BEGIN MATERIALS PROVIDED
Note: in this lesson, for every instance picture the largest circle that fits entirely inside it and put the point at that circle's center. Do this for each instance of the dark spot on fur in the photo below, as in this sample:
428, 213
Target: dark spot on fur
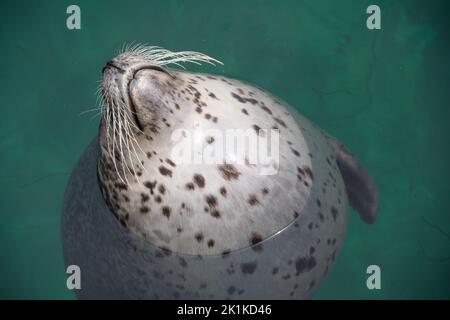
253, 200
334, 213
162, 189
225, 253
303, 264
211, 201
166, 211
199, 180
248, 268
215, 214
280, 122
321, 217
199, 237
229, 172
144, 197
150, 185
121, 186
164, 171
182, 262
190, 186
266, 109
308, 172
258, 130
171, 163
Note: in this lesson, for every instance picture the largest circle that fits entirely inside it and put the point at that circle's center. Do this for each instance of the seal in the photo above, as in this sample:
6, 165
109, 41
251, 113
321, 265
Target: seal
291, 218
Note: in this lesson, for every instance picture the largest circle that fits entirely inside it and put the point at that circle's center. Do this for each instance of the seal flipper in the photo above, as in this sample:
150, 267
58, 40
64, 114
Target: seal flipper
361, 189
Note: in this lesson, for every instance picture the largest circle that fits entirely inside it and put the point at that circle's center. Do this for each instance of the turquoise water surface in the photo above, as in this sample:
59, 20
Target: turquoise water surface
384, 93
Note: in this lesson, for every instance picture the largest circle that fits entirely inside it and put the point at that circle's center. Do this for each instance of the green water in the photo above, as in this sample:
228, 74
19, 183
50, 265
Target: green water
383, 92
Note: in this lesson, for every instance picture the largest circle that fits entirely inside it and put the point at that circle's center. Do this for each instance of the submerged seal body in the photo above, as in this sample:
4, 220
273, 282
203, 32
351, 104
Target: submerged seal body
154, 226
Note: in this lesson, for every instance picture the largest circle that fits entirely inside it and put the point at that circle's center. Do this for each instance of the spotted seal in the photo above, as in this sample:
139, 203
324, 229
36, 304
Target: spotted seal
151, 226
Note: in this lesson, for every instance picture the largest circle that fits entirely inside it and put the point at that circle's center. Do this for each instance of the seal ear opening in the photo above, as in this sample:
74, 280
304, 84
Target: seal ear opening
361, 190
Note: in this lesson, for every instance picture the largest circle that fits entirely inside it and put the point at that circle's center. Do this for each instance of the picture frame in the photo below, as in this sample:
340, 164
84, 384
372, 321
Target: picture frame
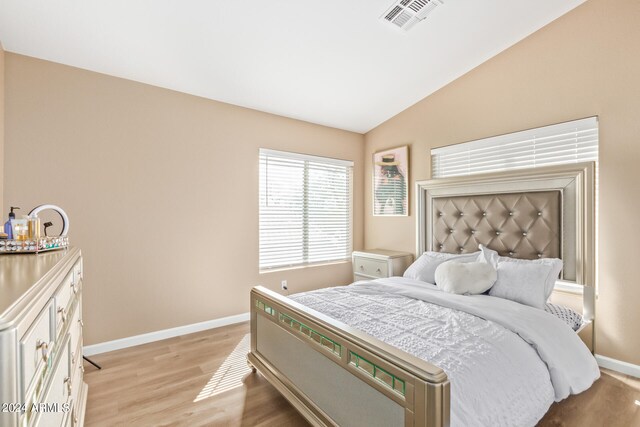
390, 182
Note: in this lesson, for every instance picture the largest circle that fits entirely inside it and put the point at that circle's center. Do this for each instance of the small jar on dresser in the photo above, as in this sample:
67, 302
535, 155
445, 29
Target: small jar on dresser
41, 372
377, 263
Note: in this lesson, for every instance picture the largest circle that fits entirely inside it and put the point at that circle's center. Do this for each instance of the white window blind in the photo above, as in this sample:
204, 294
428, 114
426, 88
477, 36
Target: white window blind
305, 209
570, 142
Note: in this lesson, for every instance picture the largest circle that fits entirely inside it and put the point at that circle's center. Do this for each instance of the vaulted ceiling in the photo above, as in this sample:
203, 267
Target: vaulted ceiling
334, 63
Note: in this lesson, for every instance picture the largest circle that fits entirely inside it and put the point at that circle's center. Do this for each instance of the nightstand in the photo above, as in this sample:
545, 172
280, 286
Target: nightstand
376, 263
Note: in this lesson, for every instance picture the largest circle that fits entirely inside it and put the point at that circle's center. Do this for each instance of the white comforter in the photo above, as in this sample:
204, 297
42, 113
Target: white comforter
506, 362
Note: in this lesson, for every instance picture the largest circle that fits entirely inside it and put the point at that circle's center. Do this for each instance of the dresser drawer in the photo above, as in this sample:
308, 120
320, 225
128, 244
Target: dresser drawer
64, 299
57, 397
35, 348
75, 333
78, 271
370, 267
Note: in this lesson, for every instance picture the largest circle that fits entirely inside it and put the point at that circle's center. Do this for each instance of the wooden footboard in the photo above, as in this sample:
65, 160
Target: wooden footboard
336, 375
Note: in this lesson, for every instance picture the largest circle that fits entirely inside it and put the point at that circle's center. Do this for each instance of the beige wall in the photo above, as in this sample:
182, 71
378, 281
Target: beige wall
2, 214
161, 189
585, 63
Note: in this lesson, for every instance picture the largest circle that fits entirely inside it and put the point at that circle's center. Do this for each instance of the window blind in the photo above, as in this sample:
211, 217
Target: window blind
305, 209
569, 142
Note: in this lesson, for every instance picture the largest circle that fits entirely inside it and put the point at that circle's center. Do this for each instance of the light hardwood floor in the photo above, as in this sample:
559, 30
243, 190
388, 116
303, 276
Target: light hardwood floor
END MATERIALS PROVIDED
EXERCISE DETAILS: Without the pictures, extract every entry verbatim.

RESULT BELOW:
Note: in this lesson, for every instance picture the largest circle that fits entirely inside it and put the point at that circle's center. Do this for each instance of the dark spot on fur in the photo below, as in this sample:
428, 213
Target: dark spot on fur
253, 200
334, 213
162, 189
225, 253
303, 264
211, 201
166, 211
199, 180
248, 268
215, 214
280, 122
321, 217
199, 237
229, 172
144, 197
150, 185
121, 186
164, 171
182, 262
190, 186
266, 109
308, 172
258, 130
171, 163
Note: in this lesson, for every instance picture the largest circle that fits entirely inside it and put the point at that circle's center. Do this for each instance of the seal in the photo above, as in this sample:
6, 165
109, 41
251, 113
321, 265
Target: seal
291, 218
Note: in this lesson, for every instance picture the largest circle that fits entirely inside it and put the point at that circle's center. Do this for each instance of the seal flipper in the photo above, as in this sample:
150, 267
58, 40
64, 114
Target: seal flipper
361, 189
Note: in this lesson, for every instance picture the largest circle that fits entirely inside it and put the point at that circle's center. Do this for each instance of the turquoise water surface in the photo above, as in this sample:
59, 20
Target: turquoise water surface
384, 93
Note: in this lesson, for every instance picture the largest circle that fits entirely inside it and put the point at that circle's center. Do this for each instance of the green water in the photo above, as in this sample:
228, 74
19, 183
50, 265
Target: green water
383, 92
Note: in this lesson, for every instance picture the largest circle that fits entirely inside it and put the point at that circle's center. Do this for each instance of the submerged seal body in the photo above, as in this sample:
4, 220
273, 282
203, 32
351, 104
Target: submerged seal body
154, 226
Note: in this lesson, for every instance picture the largest circle that fits entirely inside it and put the point at that circle's center. Do this for each instance of the spotted seal in the photo above, as in this sample:
139, 203
324, 229
36, 304
Target: spotted seal
151, 226
Note: in this lesson, for every instance picture the largest circle that fits entirely inside it and put the point at that circle's center. Do this for each instance of the seal ear opening in the photo above, as in this sample:
74, 280
304, 84
Target: seal ear opening
361, 190
Note: in this lesson, for every instance picture the largest circle that fits entirely inside it and put the point at that circle's center. Do this for each instance of the picture frame in the photo below, as in this sample:
340, 164
84, 384
372, 321
Target: picture frame
390, 182
Note: in this lesson, for every instance picture the largest circle that fits entirely inside it and put the point at that circle's center. Do this for each instance of the small jar on dresser in the photo above, as in this sample:
67, 302
535, 155
445, 29
Target: small jar on dresser
41, 372
377, 263
Note: in this lesson, for every instance picture the largest circle that fits entirely inside it and put the point at that circle's center. Do this for each instance of the white window blind in the photo above, as in this sample:
204, 294
428, 114
426, 88
477, 36
Target: white window blind
305, 209
570, 142
Note: in this lesson, for every instance picture the largest circle that fits entirely inside it and put the point at that circle's center. Do this for each instance of the vaulted ceiling in the photo above, as in this sample:
203, 267
Target: vaulted ceiling
334, 63
Note: in this lesson, for every instance picture the largest circle that fits entirely inside it and put the point at that circle's center. Do this for each instance of the nightstand in the photo above, as in this sample:
545, 172
280, 286
Target: nightstand
376, 263
Note: in this lesson, for every instance picture the largest circle that fits entirely inside it and put the point at that circle's center. Do this for each instance of the white comforter in the photo above, as in this sample:
204, 297
42, 113
Target: white comforter
506, 362
Note: in this lesson, for every instance picture the largest circle that fits entirely inside it and put the point at that circle's center. Do this for each instance of the dresser drawer in the photo above, as in this sample:
308, 120
320, 225
128, 244
Target: dresser drawer
64, 299
57, 397
35, 348
75, 333
78, 271
370, 267
Note: in this lesson, for every instance picture the largest circle that fits entirely inside it and put the point at that circle's center. Do this for each instance of the wooden footboard in the photo above, as in this sample:
65, 160
Target: wooden footboard
336, 375
Note: in this lesson, for every instance picture the largest circle that fits entirely inside it and put the point at that circle's center. Do this for each instance of the beige wall in the photo above, as in this sample:
182, 71
378, 281
Target: beige wall
2, 214
161, 189
585, 63
Note: in this lesson, for every instance picture the largest circle that fits entirely inside it and put the point at that circle's center. Do this for each instance of the window blind in the photo above, as in this sample:
211, 217
Target: window blind
305, 209
569, 142
Note: in this lesson, for every instance picture the largest circle that fits entirely inside it and put the point at that circle's center. Do this for each instance of the light hardwood floor in the photo above, as in this sample:
559, 30
243, 190
388, 116
303, 276
Target: light hardwood floor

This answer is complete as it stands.